CODEWITHSUNDEEP
python
Napon Fire
Napon Fire

Reputation: 9

While loop and conditions

I'm trying to make a menu where the user must enter an integer between 1-200, otherwise, the program will loop until the condition is satisfied. Below is the current code I have but it does not work as entering any number between 2 and 99 won't work. Can anyone help?

if option == "1":
        Width = input("Enter rows (must be an integer between 1-200): ")
        while Width.isdigit() is False:
            Width = input("Enter rows(must be an integer): ")
        while Width < "1" or Width > "200":
            Width = input("Enter rows(must be between 1-200): ")
        Width = int(Width)

Upvotes: 0

Views: 98

Answers (4)

&#193;ngel Igualada
&#193;ngel Igualada

Reputation: 891

You can try doing that width be an integer always in order to make you easy the comparation. In this example i set width to -1 (int) as bad value to do the loop again

if option == "1":
        width = -1
        while  width < 1 or width>200:
            width = input("Enter rows (must be an integer between 1-200): ")

Written exercise 1: Print the rows exactly, from the start of the rows through the line containing "M 220 211 L", including both ends.
The rows that follow are unrelated to the forum thread.

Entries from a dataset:

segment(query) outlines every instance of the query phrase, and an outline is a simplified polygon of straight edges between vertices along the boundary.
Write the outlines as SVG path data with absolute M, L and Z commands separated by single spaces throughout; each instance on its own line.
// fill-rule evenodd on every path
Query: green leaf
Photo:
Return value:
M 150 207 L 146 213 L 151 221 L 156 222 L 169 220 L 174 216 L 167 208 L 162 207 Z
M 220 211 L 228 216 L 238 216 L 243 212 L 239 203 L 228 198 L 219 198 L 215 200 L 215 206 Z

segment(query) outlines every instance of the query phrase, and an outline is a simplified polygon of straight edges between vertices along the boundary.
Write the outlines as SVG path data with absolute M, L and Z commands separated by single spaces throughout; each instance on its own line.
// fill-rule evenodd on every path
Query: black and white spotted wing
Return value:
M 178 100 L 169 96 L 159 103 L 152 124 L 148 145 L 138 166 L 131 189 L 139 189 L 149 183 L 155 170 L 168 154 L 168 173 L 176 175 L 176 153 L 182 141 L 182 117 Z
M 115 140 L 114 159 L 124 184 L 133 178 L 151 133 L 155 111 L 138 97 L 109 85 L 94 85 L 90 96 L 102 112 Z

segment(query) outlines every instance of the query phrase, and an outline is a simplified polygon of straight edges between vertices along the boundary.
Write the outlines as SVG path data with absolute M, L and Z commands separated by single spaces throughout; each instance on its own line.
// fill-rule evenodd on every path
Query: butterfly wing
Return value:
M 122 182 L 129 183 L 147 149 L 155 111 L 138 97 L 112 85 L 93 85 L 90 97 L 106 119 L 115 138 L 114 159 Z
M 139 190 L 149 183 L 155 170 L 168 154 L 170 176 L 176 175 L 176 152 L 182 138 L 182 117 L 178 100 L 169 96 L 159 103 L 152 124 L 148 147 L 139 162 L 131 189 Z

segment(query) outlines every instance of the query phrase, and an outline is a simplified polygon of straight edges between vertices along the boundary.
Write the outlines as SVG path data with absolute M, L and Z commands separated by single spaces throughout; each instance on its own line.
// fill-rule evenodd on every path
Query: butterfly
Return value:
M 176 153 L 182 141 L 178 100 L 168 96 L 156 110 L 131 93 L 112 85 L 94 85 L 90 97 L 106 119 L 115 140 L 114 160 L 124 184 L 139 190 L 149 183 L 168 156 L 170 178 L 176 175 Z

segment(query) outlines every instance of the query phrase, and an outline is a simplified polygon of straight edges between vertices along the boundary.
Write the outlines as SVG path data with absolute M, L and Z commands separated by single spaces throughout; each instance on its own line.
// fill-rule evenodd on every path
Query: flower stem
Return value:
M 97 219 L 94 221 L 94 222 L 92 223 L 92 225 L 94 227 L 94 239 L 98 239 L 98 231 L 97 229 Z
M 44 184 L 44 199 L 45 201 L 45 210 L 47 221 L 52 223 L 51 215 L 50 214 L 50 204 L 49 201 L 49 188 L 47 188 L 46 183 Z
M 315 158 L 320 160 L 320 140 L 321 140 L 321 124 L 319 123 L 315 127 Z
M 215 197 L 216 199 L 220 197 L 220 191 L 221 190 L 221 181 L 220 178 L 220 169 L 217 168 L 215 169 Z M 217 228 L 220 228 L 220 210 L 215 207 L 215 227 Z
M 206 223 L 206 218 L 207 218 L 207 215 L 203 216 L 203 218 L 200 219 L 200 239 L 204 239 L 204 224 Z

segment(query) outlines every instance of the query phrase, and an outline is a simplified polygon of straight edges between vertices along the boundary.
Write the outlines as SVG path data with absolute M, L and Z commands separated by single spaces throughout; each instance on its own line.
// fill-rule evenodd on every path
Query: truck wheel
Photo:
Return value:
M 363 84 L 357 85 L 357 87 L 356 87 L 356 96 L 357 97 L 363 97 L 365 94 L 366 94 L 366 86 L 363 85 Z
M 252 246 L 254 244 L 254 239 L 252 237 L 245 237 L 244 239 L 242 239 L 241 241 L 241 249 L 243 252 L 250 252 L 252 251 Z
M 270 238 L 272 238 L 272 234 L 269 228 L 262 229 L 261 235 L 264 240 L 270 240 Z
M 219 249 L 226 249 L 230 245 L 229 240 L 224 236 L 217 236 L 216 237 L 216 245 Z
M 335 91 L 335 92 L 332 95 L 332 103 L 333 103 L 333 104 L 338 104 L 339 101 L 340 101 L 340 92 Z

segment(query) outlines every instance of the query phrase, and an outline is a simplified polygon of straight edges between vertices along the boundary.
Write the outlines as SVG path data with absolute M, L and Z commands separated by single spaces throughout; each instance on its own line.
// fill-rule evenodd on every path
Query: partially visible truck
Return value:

Written exercise 2: Based on the forum thread about the while loop, say whether each statement agrees with it: (a) the person asking has a reputation of 9, (b) the thread lists three answers, (c) the first answer sets width to -1 as a bad starting value. Answer yes or no for each and quote the deciding words.

Correct output 1:
segment(query) outlines every instance of the query phrase, and an outline is a simplified polygon of straight edges between vertices along the boundary.
Write the outlines as SVG path data with absolute M, L and Z commands separated by single spaces throughout; each instance on its own line.
// fill-rule evenodd on every path
Query: green leaf
Photo:
Return value:
M 150 207 L 146 213 L 151 221 L 156 222 L 169 220 L 174 216 L 167 208 L 162 207 Z
M 220 211 L 228 216 L 238 216 L 243 212 L 239 203 L 228 198 L 219 198 L 215 200 L 215 206 Z

Correct output 2:
(a) Yes: "Reputation: 9"
(b) No: "Answers (4)"
(c) Yes: "i set width to -1 (int) as bad value to do the loop again"